Copy verbatim the stretch of rows from the first row through the row containing "337L293 316L266 338L265", both ends included.

*** Task material Section Begins ***

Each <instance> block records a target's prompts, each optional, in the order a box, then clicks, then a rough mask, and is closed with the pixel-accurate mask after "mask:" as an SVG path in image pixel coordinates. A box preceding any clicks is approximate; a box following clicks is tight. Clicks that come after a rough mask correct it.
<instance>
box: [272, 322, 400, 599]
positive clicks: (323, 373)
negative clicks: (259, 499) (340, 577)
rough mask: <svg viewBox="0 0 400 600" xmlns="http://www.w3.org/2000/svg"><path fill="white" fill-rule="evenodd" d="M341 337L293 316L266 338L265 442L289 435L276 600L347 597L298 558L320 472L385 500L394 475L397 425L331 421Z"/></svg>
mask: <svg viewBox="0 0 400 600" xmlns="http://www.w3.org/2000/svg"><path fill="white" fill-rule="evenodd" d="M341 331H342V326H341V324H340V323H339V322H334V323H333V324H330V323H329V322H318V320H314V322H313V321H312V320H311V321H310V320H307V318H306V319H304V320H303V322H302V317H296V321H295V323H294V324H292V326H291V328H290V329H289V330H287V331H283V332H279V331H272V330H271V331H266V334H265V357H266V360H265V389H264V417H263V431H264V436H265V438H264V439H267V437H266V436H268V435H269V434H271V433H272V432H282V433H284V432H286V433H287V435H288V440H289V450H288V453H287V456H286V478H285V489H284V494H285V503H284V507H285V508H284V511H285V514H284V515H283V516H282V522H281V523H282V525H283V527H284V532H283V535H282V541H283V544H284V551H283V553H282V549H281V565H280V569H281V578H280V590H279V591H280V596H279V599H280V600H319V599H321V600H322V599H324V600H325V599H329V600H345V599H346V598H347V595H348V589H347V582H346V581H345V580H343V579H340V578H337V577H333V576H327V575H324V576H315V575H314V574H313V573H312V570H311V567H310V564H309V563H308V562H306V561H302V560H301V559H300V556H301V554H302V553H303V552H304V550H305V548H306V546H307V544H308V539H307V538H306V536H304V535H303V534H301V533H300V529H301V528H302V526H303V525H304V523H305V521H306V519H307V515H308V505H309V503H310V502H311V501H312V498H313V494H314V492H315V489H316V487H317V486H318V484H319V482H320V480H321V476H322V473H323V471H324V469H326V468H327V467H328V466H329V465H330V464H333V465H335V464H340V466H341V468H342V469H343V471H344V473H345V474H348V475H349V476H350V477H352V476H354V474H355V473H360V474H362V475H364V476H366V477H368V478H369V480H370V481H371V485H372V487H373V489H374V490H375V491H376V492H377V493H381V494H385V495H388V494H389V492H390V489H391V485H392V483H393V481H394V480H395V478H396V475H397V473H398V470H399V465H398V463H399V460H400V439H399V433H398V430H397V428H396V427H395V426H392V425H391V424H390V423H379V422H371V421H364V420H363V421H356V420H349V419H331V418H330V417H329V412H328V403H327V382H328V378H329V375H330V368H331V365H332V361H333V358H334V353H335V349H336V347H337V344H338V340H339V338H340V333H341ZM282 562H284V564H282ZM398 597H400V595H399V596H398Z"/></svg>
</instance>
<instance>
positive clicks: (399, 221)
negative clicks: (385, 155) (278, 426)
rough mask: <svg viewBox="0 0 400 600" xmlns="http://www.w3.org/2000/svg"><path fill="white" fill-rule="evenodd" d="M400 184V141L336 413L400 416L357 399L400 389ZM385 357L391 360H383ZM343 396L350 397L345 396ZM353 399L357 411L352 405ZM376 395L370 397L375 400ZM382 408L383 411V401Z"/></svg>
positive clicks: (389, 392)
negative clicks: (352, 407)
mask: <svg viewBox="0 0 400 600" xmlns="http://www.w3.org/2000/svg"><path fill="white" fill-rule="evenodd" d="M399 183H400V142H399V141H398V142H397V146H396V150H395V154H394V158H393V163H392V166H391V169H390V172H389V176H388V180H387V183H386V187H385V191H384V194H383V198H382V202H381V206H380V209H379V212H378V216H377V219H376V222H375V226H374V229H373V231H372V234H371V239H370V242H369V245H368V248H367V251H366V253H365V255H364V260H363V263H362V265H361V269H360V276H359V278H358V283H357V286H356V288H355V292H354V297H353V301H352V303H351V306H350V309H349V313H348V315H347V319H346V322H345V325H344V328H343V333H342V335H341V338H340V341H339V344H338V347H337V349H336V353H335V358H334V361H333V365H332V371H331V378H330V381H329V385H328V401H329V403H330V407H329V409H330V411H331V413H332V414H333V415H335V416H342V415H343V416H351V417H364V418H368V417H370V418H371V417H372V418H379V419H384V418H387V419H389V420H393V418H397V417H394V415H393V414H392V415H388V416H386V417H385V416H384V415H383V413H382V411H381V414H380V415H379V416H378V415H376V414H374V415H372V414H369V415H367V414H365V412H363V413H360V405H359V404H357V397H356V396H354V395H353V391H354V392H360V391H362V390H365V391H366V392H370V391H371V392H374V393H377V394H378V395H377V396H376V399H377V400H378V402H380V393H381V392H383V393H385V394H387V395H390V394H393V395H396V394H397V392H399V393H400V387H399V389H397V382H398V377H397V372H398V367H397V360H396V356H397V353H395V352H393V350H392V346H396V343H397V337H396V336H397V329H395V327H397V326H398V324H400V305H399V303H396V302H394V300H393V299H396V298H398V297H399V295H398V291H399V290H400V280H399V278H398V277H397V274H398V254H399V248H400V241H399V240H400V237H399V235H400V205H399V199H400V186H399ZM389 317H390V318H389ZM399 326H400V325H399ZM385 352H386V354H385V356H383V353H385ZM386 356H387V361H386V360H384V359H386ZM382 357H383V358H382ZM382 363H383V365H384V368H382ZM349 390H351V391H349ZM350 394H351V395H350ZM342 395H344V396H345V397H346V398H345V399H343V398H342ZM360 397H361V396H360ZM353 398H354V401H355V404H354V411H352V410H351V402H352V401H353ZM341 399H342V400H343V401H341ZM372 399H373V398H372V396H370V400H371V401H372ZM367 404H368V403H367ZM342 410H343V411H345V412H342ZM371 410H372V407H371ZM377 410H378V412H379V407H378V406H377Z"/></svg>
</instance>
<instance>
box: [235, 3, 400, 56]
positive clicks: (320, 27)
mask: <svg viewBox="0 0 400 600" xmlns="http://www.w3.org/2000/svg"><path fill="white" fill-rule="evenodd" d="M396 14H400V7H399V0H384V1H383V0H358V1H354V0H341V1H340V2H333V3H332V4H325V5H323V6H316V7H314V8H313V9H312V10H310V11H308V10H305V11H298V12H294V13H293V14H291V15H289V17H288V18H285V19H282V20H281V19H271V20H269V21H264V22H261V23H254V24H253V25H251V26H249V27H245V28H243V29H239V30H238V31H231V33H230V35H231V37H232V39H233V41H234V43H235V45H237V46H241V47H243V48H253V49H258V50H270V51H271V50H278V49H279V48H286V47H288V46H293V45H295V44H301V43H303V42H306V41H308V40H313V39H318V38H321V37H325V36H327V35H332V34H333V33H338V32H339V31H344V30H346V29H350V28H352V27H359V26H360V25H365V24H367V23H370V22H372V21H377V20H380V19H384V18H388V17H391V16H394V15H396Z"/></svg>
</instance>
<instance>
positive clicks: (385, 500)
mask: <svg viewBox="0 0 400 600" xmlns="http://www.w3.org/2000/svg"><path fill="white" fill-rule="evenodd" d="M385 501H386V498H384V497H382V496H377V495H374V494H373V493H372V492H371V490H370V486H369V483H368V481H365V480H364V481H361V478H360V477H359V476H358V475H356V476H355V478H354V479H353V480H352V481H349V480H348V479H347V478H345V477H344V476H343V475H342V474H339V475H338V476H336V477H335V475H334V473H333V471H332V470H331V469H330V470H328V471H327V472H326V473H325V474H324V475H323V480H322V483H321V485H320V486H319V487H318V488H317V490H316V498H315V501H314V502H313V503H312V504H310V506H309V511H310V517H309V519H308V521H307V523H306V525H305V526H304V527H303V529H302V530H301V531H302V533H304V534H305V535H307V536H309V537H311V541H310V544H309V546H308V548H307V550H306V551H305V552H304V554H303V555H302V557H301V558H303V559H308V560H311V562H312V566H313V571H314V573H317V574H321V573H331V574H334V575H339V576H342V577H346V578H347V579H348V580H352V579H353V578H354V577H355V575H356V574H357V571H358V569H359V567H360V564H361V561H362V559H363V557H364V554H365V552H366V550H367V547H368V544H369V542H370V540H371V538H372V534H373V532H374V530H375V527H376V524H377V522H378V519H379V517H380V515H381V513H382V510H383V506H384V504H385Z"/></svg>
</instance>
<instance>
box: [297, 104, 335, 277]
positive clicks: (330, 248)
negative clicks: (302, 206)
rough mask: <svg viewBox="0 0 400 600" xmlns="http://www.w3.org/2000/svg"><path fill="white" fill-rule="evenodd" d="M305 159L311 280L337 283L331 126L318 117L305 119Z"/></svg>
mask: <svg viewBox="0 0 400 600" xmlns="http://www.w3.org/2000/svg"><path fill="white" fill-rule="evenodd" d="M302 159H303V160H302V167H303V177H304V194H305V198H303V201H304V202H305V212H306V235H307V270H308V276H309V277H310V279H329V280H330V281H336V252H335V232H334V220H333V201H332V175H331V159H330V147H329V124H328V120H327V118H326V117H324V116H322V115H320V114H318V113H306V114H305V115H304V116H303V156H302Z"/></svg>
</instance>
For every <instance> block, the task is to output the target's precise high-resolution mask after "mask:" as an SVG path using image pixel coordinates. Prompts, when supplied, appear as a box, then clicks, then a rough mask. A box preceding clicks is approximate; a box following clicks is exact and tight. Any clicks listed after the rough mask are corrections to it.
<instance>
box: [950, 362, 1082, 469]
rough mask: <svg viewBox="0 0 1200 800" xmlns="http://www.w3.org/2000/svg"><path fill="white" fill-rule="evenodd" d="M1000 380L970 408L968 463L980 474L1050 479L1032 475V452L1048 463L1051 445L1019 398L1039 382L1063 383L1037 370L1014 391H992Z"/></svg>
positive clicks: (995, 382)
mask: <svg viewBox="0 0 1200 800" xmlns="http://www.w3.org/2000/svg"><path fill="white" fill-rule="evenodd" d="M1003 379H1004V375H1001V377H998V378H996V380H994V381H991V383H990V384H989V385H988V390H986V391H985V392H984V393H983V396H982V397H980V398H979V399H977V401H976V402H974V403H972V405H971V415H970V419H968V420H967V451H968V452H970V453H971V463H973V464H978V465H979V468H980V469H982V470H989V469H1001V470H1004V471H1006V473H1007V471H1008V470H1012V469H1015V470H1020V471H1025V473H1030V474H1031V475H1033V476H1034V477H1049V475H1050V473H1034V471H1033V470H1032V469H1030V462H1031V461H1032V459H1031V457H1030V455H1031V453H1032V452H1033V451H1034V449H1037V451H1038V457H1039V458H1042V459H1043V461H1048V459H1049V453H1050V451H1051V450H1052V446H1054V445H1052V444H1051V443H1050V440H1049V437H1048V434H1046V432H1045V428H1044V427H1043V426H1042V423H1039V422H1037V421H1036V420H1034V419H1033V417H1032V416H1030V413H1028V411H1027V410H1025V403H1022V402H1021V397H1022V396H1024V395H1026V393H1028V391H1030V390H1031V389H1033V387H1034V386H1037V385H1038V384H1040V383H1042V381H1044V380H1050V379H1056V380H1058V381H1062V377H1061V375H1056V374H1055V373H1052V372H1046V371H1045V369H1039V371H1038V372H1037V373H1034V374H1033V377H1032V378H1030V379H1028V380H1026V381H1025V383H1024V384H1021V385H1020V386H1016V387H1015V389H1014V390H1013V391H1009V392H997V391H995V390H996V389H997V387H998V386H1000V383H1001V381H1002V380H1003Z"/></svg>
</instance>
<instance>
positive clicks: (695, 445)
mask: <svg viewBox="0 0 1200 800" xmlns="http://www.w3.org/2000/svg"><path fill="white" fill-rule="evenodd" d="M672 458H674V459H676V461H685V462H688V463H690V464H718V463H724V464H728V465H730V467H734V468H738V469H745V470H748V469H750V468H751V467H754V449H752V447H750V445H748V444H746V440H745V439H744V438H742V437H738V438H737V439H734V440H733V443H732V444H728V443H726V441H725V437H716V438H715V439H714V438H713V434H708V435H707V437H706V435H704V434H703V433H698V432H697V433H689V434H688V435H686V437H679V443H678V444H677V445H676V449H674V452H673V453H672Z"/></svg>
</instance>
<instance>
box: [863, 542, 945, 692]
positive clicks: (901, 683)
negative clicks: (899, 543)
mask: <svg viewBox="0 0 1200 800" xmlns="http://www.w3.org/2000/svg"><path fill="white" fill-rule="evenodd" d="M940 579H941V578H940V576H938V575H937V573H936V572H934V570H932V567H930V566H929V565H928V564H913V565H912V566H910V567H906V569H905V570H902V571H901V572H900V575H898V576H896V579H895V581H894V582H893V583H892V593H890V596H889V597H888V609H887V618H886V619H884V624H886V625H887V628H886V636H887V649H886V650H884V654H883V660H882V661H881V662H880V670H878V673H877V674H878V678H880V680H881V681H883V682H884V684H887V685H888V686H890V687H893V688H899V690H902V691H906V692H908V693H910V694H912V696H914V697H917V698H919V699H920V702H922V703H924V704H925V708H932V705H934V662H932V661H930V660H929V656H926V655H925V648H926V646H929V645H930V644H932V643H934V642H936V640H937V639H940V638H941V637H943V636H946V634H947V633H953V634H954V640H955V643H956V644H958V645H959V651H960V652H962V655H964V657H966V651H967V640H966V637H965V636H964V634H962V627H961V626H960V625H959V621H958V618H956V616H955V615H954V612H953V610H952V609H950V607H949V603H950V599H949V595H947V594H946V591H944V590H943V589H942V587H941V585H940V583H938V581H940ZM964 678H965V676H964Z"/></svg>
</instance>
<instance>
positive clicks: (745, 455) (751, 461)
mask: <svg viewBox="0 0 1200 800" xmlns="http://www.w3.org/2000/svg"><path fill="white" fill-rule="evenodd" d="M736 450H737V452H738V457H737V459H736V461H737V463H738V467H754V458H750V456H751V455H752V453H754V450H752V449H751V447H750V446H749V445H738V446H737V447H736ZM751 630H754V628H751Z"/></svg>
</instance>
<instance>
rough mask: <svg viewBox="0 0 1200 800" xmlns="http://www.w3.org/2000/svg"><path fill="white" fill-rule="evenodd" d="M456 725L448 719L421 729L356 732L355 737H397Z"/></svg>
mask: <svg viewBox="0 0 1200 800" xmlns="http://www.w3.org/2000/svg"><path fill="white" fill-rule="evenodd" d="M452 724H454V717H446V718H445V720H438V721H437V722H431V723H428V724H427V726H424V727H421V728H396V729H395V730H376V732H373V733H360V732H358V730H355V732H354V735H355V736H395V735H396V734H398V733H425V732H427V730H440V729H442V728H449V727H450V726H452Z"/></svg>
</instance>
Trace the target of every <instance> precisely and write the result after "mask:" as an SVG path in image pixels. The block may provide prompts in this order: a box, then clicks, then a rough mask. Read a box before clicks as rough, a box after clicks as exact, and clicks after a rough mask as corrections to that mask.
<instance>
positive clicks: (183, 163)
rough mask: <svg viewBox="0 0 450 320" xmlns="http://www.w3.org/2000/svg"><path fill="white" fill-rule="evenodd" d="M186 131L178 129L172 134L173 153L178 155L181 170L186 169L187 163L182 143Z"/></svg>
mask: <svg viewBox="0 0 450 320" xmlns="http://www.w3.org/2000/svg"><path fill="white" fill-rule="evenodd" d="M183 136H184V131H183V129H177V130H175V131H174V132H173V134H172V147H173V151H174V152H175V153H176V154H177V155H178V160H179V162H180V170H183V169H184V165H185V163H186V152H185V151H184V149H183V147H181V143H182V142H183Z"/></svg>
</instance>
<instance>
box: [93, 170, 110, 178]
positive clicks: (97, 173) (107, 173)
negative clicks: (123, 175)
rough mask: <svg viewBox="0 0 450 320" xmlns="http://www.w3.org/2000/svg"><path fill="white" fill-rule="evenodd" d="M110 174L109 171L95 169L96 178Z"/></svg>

*** Task material Section Ends ***

Task result:
Each <instance> block records a target's prompts, each optional, in the order a box, then clicks, then a rough mask, and is closed with the pixel-accurate mask after "mask:" as an SVG path in image pixel coordinates. A box preceding any clicks is approximate; a box following clicks is tight. Clicks that come after a rough mask correct it.
<instance>
box: [272, 322, 400, 599]
positive clicks: (323, 373)
negative clicks: (259, 499) (340, 577)
rough mask: <svg viewBox="0 0 400 600" xmlns="http://www.w3.org/2000/svg"><path fill="white" fill-rule="evenodd" d="M341 337L293 316L266 338L265 442L289 435L276 600L347 597L298 558L320 472L385 500L394 475L397 425L331 421Z"/></svg>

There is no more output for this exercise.